### EXERCISE AIM:
Copy all the entries below exactly, but not the pictures.

### MATERIAL TO PROCESS:
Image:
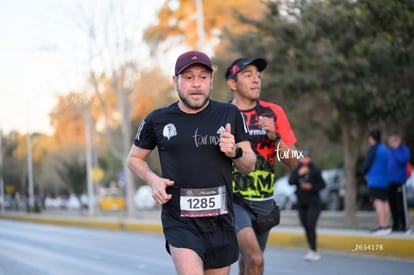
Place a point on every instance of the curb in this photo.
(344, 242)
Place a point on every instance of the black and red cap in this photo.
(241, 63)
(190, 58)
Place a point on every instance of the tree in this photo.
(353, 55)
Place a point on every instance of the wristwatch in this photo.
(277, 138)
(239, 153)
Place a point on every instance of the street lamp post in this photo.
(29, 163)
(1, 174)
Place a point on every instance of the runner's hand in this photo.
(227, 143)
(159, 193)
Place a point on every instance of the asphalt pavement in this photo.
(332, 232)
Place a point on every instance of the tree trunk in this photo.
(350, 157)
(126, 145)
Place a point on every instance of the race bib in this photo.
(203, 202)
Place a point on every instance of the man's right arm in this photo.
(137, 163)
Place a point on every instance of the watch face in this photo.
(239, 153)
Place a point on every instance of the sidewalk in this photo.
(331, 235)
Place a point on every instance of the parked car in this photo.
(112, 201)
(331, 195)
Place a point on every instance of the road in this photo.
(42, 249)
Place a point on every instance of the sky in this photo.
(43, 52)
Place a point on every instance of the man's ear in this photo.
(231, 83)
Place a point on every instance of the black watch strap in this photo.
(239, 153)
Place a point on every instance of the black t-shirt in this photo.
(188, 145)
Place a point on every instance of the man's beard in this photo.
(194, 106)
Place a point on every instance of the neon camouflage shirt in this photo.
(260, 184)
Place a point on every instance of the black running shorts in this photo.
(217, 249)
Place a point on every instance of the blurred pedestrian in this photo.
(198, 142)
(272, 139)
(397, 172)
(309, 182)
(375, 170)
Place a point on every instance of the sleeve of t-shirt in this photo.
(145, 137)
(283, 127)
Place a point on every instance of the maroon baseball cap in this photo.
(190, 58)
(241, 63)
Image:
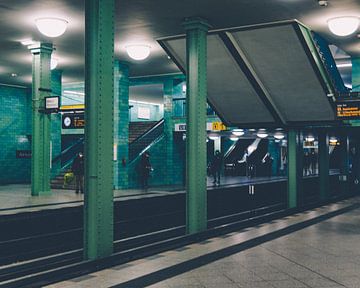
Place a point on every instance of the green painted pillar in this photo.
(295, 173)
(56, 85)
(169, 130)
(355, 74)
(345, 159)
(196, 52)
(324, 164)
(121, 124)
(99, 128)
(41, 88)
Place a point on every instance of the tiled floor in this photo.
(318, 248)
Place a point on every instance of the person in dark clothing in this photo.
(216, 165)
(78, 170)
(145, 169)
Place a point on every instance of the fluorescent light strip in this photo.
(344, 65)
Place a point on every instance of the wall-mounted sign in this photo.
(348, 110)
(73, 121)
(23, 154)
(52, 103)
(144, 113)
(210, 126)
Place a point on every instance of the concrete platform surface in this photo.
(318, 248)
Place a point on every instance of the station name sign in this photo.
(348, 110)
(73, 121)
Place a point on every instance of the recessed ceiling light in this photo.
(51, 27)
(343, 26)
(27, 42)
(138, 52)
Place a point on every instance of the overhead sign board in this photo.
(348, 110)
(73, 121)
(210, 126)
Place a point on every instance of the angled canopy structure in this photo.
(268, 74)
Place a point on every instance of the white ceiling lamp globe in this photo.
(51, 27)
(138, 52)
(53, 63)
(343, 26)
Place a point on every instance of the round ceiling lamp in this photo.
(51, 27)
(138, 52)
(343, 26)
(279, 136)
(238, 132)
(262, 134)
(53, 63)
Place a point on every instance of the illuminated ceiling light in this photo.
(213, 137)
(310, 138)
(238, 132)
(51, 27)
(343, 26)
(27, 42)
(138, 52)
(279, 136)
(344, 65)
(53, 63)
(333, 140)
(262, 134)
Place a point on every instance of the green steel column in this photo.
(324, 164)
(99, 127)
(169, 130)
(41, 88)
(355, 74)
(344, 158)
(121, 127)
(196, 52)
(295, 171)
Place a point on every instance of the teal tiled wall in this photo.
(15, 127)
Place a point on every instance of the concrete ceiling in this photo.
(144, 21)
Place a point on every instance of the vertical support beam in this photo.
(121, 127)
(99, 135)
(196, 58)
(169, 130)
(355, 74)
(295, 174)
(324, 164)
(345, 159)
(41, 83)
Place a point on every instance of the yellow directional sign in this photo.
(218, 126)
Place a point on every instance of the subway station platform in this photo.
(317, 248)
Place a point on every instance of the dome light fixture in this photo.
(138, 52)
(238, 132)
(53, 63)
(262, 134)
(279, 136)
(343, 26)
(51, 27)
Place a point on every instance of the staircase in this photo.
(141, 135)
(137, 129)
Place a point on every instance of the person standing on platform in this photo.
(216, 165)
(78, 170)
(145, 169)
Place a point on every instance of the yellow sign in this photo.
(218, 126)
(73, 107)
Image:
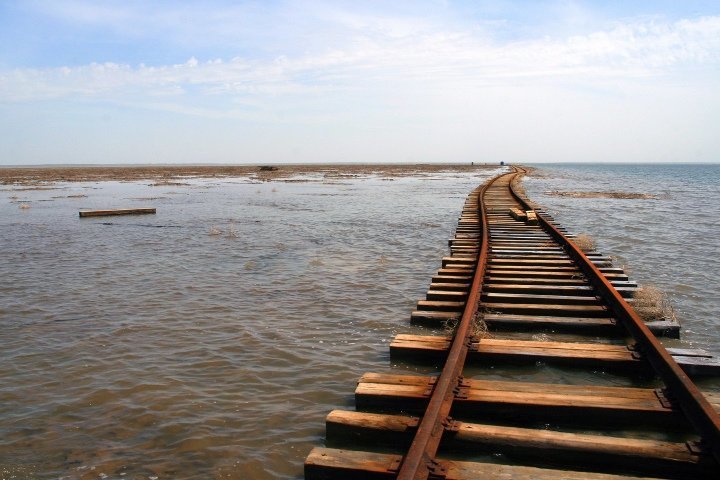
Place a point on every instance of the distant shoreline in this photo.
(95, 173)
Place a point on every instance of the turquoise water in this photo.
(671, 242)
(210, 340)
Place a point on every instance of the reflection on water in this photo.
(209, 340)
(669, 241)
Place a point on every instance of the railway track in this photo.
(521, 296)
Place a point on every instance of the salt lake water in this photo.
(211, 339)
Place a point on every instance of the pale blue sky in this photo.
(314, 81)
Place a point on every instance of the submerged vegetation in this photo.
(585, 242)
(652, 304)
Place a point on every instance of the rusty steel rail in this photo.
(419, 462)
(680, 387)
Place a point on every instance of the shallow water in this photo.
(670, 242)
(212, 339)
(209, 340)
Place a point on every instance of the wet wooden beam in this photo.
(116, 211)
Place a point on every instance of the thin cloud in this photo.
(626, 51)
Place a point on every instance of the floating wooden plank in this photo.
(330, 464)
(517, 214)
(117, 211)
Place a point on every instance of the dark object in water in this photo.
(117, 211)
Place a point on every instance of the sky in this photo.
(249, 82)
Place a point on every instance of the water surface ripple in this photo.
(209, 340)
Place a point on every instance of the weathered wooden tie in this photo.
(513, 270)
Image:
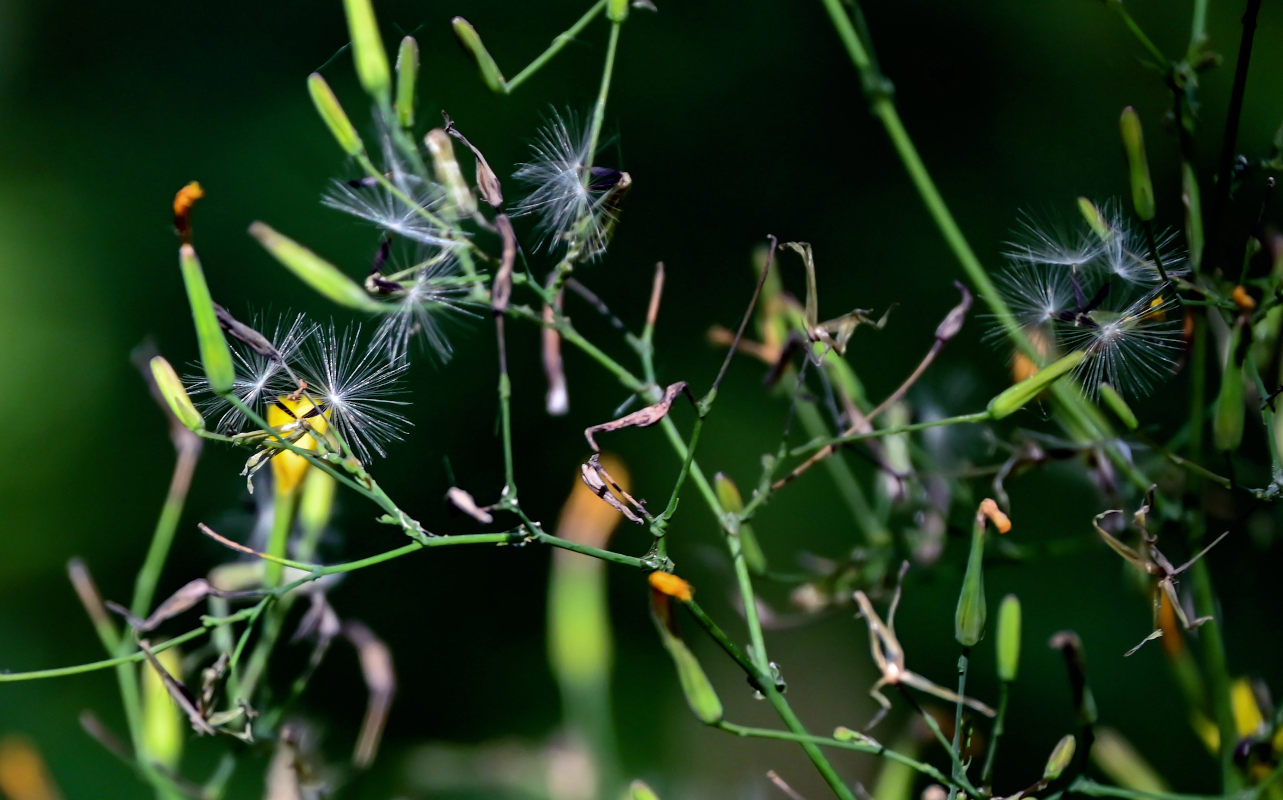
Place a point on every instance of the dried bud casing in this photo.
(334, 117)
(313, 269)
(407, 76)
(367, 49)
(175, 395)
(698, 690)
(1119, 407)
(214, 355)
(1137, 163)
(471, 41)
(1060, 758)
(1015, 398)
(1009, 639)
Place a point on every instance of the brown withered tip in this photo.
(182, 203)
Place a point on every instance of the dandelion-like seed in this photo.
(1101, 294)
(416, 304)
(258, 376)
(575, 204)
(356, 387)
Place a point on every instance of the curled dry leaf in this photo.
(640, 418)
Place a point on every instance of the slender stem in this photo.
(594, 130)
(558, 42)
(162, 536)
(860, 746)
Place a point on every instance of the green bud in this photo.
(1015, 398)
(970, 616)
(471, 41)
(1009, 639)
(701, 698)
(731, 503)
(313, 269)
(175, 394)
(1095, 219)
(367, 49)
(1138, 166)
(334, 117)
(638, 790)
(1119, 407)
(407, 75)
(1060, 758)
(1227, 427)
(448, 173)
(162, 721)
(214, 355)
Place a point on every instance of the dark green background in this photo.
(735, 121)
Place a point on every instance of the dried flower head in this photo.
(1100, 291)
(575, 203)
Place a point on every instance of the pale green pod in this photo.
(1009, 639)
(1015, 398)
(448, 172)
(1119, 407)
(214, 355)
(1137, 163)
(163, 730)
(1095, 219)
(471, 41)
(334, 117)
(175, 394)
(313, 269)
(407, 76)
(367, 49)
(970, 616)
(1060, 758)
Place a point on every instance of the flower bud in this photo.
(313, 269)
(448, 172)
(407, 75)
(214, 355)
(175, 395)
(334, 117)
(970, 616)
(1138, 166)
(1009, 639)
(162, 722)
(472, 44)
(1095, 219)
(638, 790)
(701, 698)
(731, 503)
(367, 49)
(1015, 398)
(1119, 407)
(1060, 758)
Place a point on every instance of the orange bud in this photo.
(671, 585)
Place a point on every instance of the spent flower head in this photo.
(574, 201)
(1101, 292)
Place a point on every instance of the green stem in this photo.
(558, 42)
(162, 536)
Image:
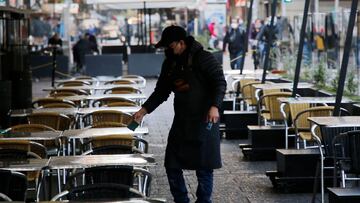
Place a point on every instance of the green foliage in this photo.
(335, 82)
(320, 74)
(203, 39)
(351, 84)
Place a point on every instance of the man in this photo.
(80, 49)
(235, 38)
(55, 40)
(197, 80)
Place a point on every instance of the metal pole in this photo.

### RESPONSE TO THIS EXERCISE:
Image:
Place a point on every instance of the curb in this photo.
(344, 242)
Place a point on every instance of the black and red cap in this photo.
(241, 63)
(190, 58)
Place a point on every instance of the tree in this photo.
(353, 55)
Place a point on every instance of the wristwatch in this photo.
(277, 138)
(239, 153)
Place a point on every instance of the street lamp post in this photo.
(29, 163)
(1, 174)
Place a point on every instance of the runner's hand in this photo.
(227, 143)
(159, 193)
Place a point on every instance of the asphalt pavement in this photo.
(332, 232)
Place a point on every instance of the tree trunk in this photo.
(350, 157)
(126, 145)
Place a point on every instance of the race bib in this photo.
(203, 202)
Place a point on every instance of the man's right arm in this photo.
(137, 163)
Place a point on every instance of the watch face in this photo.
(239, 153)
Place a point on every instance of the sidewalk in this photo.
(331, 235)
Place a point on every instance of the parked car in this photo.
(112, 201)
(331, 195)
Place a point on every instance of the road in this photo.
(42, 249)
Place a point on every instance of the sky in this photo.
(43, 52)
Place a point on every instance of the man's ear in this photo.
(231, 83)
Place a point on every instance of the black watch strap in this photo.
(239, 153)
Place a point on every instance of the black t-shirt in this photo.
(188, 145)
Place a point on every instance of the man's beard in this photo.
(194, 106)
Place a point on every instance of the neon camouflage shirt in this photo.
(260, 184)
Place a point on every instance of the black running shorts in this photo.
(217, 249)
Place a point on every instance of the blurred pedestrian in this photo.
(198, 142)
(272, 139)
(397, 172)
(309, 182)
(375, 170)
Place a point on every instance of the sleeve of t-shirt in this photo.
(145, 137)
(283, 127)
Place a point on every instance of the maroon baseball cap in this photo.
(190, 58)
(241, 63)
Image:
Place a point on every instance of the green painted pillar in this photo.
(295, 173)
(56, 85)
(169, 130)
(355, 74)
(345, 159)
(196, 52)
(324, 164)
(121, 124)
(99, 128)
(41, 88)
Place a point on every instance of the tiled floor in this photo.
(318, 248)
Place a point on every instance of the person in dark clothing in this photo.
(216, 165)
(78, 170)
(145, 169)
Place a point on every instance of the fluorescent light strip in this photo.
(344, 65)
Place a point on every instance of the wall-mounted sign in this photo.
(348, 110)
(73, 121)
(23, 154)
(52, 103)
(144, 113)
(210, 126)
Place a point on every instance of the concrete platform surface in this photo.
(318, 248)
Place a point on every instance of the station name sign in this photo.
(348, 110)
(73, 121)
Place a point on every instance of the recessed ceiling light in this photo.
(51, 27)
(343, 26)
(27, 42)
(138, 52)
Place a point on every instance of the overhead sign board in this photo.
(348, 110)
(73, 121)
(210, 126)
Place a point on every instance of the angled canopy structure in this photo.
(268, 74)
Place a point on every instance of the white ceiling lamp globe in this photo.
(51, 27)
(138, 52)
(53, 63)
(343, 26)
Place a point on every instance of the round ceiling lamp in this photo.
(51, 27)
(138, 52)
(343, 26)
(279, 136)
(238, 132)
(262, 134)
(53, 63)
Place a point on every instance of the illuminated ceiling light in this photo.
(213, 137)
(310, 138)
(238, 132)
(51, 27)
(343, 26)
(27, 42)
(138, 52)
(279, 136)
(344, 65)
(53, 63)
(333, 140)
(262, 134)
Place a point on every instance of the green steel column in this photo.
(324, 164)
(99, 127)
(169, 130)
(41, 88)
(355, 74)
(344, 158)
(121, 127)
(196, 52)
(295, 171)
Place a point on every instance of the teal tiled wall in this photo.
(15, 127)
Place a point on every instance of the concrete ceiling in this photo.
(144, 21)
Place a point on every instance of the vertical support beam in this photo.
(121, 127)
(99, 135)
(196, 58)
(169, 130)
(355, 74)
(295, 174)
(324, 164)
(345, 159)
(41, 83)
Place a point on every instance of the yellow directional sign in this photo.
(218, 126)
Place a point on every instance of the subway station platform in this photo.
(317, 248)
Place a point on every instance of the dome light fixture in this photo.
(138, 52)
(238, 132)
(53, 63)
(262, 134)
(279, 136)
(343, 26)
(51, 27)
Place a point on every instance of the staircase in this photo.
(141, 135)
(137, 129)
Place a point on every instance of the person standing on platform in this photo.
(216, 165)
(78, 170)
(145, 169)
Place a point on every instance of the yellow sign in this photo.
(218, 126)
(73, 107)
Image:
Place a point on every instance of the distant shoreline in this photo.
(95, 173)
Place a point on every instance of the turquoise water in this photo.
(671, 242)
(210, 340)
Place a point on every instance of the reflection on water in this photo.
(209, 340)
(669, 241)
Place a point on every instance of the railway track in this photo.
(521, 296)
Place a point on every instance of the salt lake water in this photo.
(211, 339)
Place a point on every instance of the pale blue sky in this photo.
(314, 81)
Place a point on every instance of the submerged vegetation in this photo.
(585, 242)
(652, 304)
Place a point on every instance of the rusty steel rail in this photo.
(419, 462)
(680, 387)
Place a point on every instance of the shallow water in this photo.
(670, 242)
(212, 339)
(209, 340)
Place a point on every instance of the wet wooden beam in this photo.
(116, 211)
Place a point on every instance of the thin cloud in this photo.
(626, 51)
Place a point on every instance of the floating wooden plank in this photo.
(330, 464)
(517, 214)
(117, 211)
Place a point on every instance of the dark object in water in this photo.
(117, 211)
Place a point on every instance of the sky in this photo.
(249, 82)
Place a point on every instance of the water surface ripple in this photo.
(209, 340)
Place a point on every instance of the weathered wooden tie in this photo.
(513, 270)
Image:
Place a point on every instance of the dried bud casing in this photo.
(334, 117)
(313, 269)
(407, 76)
(367, 49)
(175, 395)
(698, 690)
(1119, 407)
(214, 355)
(1137, 163)
(471, 41)
(1060, 758)
(1015, 398)
(1009, 639)
Place a point on every instance of the brown withered tip in this photo.
(182, 203)
Place a point on every instance of the dandelion-like seed in this photo.
(1101, 294)
(416, 304)
(258, 376)
(575, 204)
(356, 387)
Place a point on every instance of the curled dry leaf in this photo.
(640, 418)
Place a point on every instance of the slender stem in this photo.
(594, 130)
(558, 42)
(162, 536)
(860, 746)
Place a point on every instance of the green bud in this photo.
(1015, 398)
(970, 616)
(471, 41)
(1009, 639)
(701, 698)
(731, 503)
(313, 269)
(175, 394)
(1095, 219)
(367, 49)
(1138, 166)
(334, 117)
(638, 790)
(1119, 407)
(407, 75)
(1060, 758)
(1227, 427)
(448, 173)
(162, 721)
(214, 355)
Place a point on every instance of the dark green background in this photo.
(735, 121)
Place a point on every instance of the dried flower head in this photo.
(1100, 291)
(575, 203)
Place a point on every instance of the pale green pod in this photo.
(1009, 639)
(1015, 398)
(448, 172)
(1119, 407)
(214, 355)
(1137, 163)
(163, 730)
(1095, 219)
(471, 41)
(334, 117)
(175, 394)
(313, 269)
(407, 76)
(367, 49)
(970, 616)
(1060, 758)
Place a point on every instance of the flower bud in this photo.
(313, 269)
(448, 172)
(407, 75)
(214, 355)
(175, 395)
(334, 117)
(970, 616)
(1138, 166)
(1009, 639)
(162, 722)
(472, 44)
(1095, 219)
(638, 790)
(701, 698)
(731, 503)
(367, 49)
(1015, 398)
(1119, 407)
(1060, 758)
Place a point on every instance of the orange bud in this photo.
(671, 585)
Place a point on every instance of the spent flower head in this photo.
(574, 201)
(1101, 292)
Place a point on every instance of the green stem in this photo.
(558, 42)
(162, 536)
Image:
Place a point on every instance of the green foliage in this photo.
(335, 82)
(320, 74)
(203, 39)
(351, 84)
Place a point on every instance of the man in this photo.
(80, 49)
(235, 38)
(55, 40)
(197, 80)
Place a point on every instance of the metal pole in this photo.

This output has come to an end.